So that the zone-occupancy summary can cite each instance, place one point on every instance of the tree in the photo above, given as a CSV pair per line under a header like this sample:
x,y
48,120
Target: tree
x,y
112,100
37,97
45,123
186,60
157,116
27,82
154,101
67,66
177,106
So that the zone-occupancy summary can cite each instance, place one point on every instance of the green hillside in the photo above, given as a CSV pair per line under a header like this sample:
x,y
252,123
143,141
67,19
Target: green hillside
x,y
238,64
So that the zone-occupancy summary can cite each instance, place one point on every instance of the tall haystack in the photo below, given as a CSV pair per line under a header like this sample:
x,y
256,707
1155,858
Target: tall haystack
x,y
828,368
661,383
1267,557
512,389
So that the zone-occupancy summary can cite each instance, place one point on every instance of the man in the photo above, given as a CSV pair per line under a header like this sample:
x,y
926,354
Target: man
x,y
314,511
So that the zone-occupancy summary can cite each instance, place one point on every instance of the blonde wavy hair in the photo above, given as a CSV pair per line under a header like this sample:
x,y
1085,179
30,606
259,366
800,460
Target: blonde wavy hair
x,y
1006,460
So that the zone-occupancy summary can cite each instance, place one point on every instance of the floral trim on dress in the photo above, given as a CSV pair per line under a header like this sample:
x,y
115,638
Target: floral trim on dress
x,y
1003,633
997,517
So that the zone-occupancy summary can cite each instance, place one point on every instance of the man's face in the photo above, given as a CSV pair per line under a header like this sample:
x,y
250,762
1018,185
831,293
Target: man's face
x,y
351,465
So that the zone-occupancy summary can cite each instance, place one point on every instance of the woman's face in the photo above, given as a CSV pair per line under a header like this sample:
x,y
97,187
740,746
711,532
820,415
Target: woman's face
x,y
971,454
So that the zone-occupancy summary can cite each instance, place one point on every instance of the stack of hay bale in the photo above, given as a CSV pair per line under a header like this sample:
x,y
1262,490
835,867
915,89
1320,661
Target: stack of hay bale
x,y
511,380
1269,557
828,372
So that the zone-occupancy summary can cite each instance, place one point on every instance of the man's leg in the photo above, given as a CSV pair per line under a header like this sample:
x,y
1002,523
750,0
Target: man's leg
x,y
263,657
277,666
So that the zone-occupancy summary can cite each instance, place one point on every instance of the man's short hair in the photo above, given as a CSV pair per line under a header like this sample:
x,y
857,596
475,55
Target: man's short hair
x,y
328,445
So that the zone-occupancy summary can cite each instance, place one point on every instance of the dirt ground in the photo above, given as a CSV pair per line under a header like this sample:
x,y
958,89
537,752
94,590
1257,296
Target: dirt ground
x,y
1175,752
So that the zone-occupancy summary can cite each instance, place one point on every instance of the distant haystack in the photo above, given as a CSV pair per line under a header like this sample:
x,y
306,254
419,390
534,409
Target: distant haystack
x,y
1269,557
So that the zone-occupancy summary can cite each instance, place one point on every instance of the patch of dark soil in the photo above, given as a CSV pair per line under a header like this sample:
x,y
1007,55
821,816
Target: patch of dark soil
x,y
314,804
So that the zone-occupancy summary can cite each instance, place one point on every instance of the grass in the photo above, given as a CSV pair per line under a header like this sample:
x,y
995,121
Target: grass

__What is asked__
Go through the records above and set each one down exactly, please.

__Written response__
So that the zone-occupancy summary can cite each instance, place one point on every instance of the tree in the photo above, given as a CSV pair per line under a header like this sample:
x,y
48,120
Target: tree
x,y
112,100
37,97
45,123
186,60
157,116
27,82
154,101
67,66
177,106
So that the zone-occupancy summary can cite each instance, place one point on every instance of the green hillside in the photo above, given as a CSV pair per line under a header like this sample:
x,y
252,123
143,141
67,19
Target: green hillside
x,y
238,64
So that the zone-occupancy summary can cite each instance, place one point on every instance of the tall haystack in the photo below, given as a CSV pair per line under a header like this sample:
x,y
256,707
1155,858
Target: tall haystack
x,y
828,368
661,383
1267,557
512,389
So that the zone-occupancy summary can cite each instance, place one point on every instance of the man in the photo above, given as a CSV pair per line under a header like this sample:
x,y
926,354
Target: man
x,y
314,511
So that the zone-occupancy summary can cite each instance, place one point on every instance of the blonde wavy hair in the photo above, given as a CSV pair per line under a header like this sample:
x,y
1085,179
30,606
259,366
800,460
Target: blonde wavy hair
x,y
1006,460
So that the zone-occupancy summary can cite each instance, place one point on every instance of the floral trim on dress in the photo above, given as a CSV pair per line under a header like this sample:
x,y
115,638
Target: floral trim on dress
x,y
1003,633
997,517
So that the zone-occupancy summary can cite each instance, place one point on every instance of the man's face in the photo above, given as a CSV pair per line under a header like this sample:
x,y
250,762
1018,185
831,293
Target: man's face
x,y
351,465
So that the zone-occupancy summary can cite each instance, place one point on every instance of the woman's face in the photo above, given as a CSV pair per line under a header like this sample:
x,y
97,187
740,746
711,532
820,415
Target: woman's face
x,y
971,454
So that the zone-occupancy summary can cite each instance, place one point on every instance of the stack of hay bale in the photo above, given as a CSV pair per line under a header like this sample:
x,y
1262,490
835,867
915,89
1320,661
Target: stack of hay bale
x,y
511,380
1269,557
828,372
So that the zone-occupancy summary can cite each instance, place one point on every instance of the man's leg in the photo above, given as a CSV pair per line under a header like this sample:
x,y
1002,523
750,0
Target: man's leg
x,y
263,657
277,666
So that the zone-occupancy summary can cite each instance, place one point on every instance of the man's short hair in the photo above, given as a CSV pair per line under a header like this sample:
x,y
857,596
475,55
Target: man's short hair
x,y
328,445
So that the zone-occupancy summary can cite each instance, place one point on every instance of the dirt ground in the photo above, given as a CSV pair per line under a header like this sample:
x,y
958,89
537,752
94,590
1257,296
Target: dirt ground
x,y
1175,752
So that the zone-occupancy summary can cite each instance, place one point on every instance of the distant haystack in the photo above, given as a CSV pair per line under a header like this sample:
x,y
306,254
419,390
534,409
Target: distant haystack
x,y
1269,557
So that the zone-occupancy summary can cite each instance, place one point on every instance of the patch of dark soil in the photo above, given as a CSV pair per line under a header like this sample:
x,y
1007,55
821,816
Target: patch of dark soil
x,y
314,804
So that the zone-occupancy summary can cite each instance, place one point on every instance of the grass in the photo above, given as a CSV pair per line under a header like this sample:
x,y
995,121
Target: grass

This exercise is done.